* _TASK DIRECTIONS_:
Reproduce word for word the lines of the records below, from the line containing "like x=437 y=274." through the line containing "x=154 y=101", including both of those lines.

===== RAW DATA

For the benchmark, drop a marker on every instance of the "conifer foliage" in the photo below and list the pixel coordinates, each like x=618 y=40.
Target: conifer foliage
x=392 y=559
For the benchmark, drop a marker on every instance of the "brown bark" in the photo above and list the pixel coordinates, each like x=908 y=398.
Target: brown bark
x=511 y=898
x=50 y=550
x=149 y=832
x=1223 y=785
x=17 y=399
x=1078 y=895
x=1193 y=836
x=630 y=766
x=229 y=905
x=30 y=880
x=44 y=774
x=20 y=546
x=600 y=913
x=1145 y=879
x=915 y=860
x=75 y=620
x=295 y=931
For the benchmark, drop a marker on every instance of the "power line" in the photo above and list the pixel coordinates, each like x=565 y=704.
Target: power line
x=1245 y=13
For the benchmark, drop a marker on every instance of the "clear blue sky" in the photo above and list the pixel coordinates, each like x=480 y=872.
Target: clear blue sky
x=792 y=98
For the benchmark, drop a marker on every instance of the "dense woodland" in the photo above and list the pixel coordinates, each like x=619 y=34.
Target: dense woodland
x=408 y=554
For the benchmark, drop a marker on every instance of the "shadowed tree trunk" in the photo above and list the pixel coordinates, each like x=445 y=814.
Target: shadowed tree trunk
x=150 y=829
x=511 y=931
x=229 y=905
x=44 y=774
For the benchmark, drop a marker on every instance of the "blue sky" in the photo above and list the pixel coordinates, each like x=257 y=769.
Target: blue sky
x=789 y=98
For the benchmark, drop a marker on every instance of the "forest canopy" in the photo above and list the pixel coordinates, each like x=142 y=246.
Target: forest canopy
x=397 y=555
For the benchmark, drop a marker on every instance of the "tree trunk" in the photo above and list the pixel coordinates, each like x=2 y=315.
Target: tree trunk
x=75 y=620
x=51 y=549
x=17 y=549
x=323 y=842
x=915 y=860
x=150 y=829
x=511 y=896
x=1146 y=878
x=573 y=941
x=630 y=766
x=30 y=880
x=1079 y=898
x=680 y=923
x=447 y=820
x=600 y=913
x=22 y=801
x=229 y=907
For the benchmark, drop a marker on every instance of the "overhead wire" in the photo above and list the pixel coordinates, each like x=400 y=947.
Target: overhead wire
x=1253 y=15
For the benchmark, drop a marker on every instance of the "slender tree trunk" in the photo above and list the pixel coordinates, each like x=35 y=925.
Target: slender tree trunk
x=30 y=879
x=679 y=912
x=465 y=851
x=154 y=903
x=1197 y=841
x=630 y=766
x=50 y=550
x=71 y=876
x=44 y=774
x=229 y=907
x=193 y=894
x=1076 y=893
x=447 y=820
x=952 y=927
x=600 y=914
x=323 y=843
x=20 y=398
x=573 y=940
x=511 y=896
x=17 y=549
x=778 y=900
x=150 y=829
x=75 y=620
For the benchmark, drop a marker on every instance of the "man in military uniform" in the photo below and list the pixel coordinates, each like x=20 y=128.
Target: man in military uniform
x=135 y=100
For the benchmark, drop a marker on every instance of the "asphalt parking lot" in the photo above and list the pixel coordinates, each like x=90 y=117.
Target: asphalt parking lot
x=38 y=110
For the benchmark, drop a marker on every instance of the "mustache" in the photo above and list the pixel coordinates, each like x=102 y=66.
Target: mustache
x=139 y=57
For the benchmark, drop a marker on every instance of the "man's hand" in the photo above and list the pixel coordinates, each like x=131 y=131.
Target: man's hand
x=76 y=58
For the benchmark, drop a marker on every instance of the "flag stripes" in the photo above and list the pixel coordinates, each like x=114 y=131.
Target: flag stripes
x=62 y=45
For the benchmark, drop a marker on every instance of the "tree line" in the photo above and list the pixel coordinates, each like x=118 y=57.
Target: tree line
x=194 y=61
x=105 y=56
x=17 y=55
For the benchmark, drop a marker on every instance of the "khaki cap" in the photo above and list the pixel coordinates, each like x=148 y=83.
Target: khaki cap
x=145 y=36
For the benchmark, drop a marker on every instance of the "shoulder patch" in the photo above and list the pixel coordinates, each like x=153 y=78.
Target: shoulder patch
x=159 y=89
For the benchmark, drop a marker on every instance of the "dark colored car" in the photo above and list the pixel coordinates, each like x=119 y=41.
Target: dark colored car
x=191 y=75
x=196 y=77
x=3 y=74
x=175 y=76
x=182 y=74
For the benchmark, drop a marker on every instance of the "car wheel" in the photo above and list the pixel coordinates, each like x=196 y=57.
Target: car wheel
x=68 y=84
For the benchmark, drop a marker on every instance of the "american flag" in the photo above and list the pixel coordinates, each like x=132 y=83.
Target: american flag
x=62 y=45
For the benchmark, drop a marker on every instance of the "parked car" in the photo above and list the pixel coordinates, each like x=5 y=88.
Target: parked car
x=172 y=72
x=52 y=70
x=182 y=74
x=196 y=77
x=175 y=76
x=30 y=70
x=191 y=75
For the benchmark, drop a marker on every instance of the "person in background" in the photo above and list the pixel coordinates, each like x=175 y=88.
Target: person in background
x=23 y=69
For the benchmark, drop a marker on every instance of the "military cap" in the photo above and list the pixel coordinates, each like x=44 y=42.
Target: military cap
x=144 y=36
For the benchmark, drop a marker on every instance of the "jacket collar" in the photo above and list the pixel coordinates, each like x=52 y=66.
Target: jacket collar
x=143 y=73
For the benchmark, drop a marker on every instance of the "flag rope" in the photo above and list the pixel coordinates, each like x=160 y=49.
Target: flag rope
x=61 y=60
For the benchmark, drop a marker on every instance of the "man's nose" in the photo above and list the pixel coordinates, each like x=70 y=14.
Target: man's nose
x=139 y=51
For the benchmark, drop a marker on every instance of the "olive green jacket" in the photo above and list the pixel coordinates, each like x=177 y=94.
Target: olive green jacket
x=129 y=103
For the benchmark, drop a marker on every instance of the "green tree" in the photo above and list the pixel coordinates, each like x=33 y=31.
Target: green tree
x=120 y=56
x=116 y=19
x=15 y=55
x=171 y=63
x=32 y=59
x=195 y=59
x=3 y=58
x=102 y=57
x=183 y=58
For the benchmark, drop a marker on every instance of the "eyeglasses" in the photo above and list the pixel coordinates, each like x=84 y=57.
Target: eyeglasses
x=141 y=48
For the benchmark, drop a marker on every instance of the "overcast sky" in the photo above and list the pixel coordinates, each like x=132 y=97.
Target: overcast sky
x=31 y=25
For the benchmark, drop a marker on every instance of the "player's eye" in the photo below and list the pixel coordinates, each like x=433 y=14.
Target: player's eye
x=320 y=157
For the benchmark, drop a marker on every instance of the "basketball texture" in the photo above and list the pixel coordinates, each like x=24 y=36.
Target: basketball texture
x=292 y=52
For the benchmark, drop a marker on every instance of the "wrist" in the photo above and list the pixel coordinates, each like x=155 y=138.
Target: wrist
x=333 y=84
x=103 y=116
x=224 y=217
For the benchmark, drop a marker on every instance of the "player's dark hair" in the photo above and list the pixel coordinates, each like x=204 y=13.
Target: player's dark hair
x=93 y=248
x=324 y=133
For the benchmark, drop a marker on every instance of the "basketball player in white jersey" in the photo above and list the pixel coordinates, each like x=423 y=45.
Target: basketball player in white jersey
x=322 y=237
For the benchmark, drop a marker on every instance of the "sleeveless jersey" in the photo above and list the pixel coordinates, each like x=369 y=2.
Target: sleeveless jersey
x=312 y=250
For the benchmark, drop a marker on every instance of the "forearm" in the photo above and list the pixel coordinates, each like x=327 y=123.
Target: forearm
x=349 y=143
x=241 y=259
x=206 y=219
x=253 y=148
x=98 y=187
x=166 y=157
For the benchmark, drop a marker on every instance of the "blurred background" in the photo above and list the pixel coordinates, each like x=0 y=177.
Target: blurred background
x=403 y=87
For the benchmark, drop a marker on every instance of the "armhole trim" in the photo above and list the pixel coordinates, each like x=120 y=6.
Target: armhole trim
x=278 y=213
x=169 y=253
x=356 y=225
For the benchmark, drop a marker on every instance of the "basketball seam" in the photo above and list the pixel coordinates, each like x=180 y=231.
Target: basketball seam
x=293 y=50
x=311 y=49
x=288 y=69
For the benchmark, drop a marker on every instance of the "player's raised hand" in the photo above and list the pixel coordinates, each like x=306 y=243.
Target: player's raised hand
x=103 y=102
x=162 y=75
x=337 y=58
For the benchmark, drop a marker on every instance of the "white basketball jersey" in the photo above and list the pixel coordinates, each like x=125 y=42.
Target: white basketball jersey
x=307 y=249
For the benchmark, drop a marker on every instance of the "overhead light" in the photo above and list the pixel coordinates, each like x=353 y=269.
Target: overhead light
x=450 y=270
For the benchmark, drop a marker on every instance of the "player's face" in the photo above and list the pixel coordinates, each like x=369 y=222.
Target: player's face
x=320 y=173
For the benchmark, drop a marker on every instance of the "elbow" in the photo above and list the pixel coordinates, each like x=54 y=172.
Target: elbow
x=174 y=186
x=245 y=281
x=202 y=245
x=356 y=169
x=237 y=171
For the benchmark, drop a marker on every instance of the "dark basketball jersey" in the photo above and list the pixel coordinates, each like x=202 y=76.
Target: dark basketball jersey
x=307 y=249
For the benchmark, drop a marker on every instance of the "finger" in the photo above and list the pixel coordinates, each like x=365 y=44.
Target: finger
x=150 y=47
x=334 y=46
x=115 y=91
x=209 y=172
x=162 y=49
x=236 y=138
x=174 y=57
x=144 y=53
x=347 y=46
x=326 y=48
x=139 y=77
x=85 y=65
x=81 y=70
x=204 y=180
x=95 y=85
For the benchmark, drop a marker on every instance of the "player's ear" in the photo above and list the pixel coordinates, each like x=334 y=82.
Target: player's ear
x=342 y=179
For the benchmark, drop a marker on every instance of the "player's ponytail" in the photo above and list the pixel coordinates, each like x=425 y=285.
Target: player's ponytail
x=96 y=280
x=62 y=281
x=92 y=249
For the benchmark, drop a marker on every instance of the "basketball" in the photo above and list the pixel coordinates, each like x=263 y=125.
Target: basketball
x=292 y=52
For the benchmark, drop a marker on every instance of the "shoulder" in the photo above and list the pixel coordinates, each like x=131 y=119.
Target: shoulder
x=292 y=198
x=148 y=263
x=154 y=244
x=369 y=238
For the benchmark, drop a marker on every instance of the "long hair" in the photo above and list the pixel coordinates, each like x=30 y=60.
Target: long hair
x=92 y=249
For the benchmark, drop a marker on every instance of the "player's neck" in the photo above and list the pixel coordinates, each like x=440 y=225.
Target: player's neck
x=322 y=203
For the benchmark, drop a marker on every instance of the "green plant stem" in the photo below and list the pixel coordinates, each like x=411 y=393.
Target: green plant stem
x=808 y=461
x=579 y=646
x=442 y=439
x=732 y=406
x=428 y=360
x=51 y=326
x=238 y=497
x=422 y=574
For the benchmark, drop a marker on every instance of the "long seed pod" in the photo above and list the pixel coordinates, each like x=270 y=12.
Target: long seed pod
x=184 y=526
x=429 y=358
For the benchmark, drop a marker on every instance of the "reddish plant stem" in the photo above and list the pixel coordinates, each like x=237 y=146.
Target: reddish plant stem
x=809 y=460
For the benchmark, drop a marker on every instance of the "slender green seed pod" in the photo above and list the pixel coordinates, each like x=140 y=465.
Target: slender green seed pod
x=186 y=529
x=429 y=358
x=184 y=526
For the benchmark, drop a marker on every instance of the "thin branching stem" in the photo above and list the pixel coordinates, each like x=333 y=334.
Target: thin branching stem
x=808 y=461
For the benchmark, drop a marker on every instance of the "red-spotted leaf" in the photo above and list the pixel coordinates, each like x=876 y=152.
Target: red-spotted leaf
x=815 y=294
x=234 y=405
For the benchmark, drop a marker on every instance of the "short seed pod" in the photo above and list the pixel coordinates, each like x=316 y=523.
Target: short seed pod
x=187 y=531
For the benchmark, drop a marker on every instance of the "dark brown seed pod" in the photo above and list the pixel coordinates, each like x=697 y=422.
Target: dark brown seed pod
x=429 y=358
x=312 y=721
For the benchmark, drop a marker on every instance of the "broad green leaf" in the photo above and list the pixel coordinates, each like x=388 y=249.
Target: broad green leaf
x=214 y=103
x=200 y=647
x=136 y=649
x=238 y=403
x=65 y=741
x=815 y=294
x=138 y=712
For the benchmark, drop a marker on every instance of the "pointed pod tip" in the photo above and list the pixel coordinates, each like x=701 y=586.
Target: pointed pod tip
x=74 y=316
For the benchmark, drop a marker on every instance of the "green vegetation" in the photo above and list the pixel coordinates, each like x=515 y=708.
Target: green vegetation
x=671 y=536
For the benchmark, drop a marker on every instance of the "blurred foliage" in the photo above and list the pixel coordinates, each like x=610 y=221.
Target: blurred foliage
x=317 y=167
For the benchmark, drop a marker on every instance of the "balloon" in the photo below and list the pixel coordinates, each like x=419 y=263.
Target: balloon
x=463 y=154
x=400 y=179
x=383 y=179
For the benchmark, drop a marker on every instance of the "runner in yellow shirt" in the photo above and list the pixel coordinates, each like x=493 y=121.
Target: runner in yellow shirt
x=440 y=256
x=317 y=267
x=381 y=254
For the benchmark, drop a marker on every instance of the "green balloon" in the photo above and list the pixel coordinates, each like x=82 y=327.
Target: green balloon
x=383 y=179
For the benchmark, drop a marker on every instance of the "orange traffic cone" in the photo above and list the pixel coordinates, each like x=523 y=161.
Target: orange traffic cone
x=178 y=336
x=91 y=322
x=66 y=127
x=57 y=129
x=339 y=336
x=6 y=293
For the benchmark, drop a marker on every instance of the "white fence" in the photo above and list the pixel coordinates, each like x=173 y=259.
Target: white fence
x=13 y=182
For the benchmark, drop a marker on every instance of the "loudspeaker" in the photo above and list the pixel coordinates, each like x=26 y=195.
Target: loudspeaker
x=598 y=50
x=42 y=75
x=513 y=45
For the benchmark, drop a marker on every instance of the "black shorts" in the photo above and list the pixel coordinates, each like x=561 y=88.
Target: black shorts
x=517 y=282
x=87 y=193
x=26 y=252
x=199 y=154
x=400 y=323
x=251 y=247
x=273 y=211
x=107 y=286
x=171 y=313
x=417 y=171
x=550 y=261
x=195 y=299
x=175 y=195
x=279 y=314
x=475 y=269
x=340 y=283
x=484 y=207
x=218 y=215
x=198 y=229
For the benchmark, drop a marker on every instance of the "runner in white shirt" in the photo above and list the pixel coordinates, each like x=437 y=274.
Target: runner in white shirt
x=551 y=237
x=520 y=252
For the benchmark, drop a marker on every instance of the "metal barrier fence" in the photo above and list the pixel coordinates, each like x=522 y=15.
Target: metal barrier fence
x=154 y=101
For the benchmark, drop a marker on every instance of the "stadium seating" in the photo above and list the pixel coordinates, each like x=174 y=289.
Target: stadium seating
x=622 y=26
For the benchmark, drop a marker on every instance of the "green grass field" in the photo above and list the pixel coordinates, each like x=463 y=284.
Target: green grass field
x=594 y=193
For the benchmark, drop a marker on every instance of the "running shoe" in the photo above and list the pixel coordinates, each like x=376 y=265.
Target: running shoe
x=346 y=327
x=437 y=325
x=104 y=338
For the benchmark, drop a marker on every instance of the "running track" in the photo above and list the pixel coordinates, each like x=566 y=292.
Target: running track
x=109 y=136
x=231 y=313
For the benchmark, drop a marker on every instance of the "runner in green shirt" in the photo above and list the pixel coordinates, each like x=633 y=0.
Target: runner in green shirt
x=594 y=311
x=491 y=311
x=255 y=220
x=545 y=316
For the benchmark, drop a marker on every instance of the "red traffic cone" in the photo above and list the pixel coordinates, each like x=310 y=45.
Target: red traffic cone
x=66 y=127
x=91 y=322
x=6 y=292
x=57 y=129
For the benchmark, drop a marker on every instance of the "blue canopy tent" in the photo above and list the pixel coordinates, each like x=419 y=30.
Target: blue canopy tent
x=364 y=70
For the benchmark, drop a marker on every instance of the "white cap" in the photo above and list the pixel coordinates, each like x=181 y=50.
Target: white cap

==========

* _FINAL RESULT_:
For the benchmark, drop a marker on every instance of the "runner in white shirt" in the photo above and list the pixel coordinates, each like x=437 y=274.
Target: runner in white shirt
x=551 y=237
x=520 y=252
For the benchmark, drop a marker on every instance of the "metal barrier fence" in the photo above and list the pixel coordinates, each like x=522 y=15.
Target: metal barrier fence
x=154 y=101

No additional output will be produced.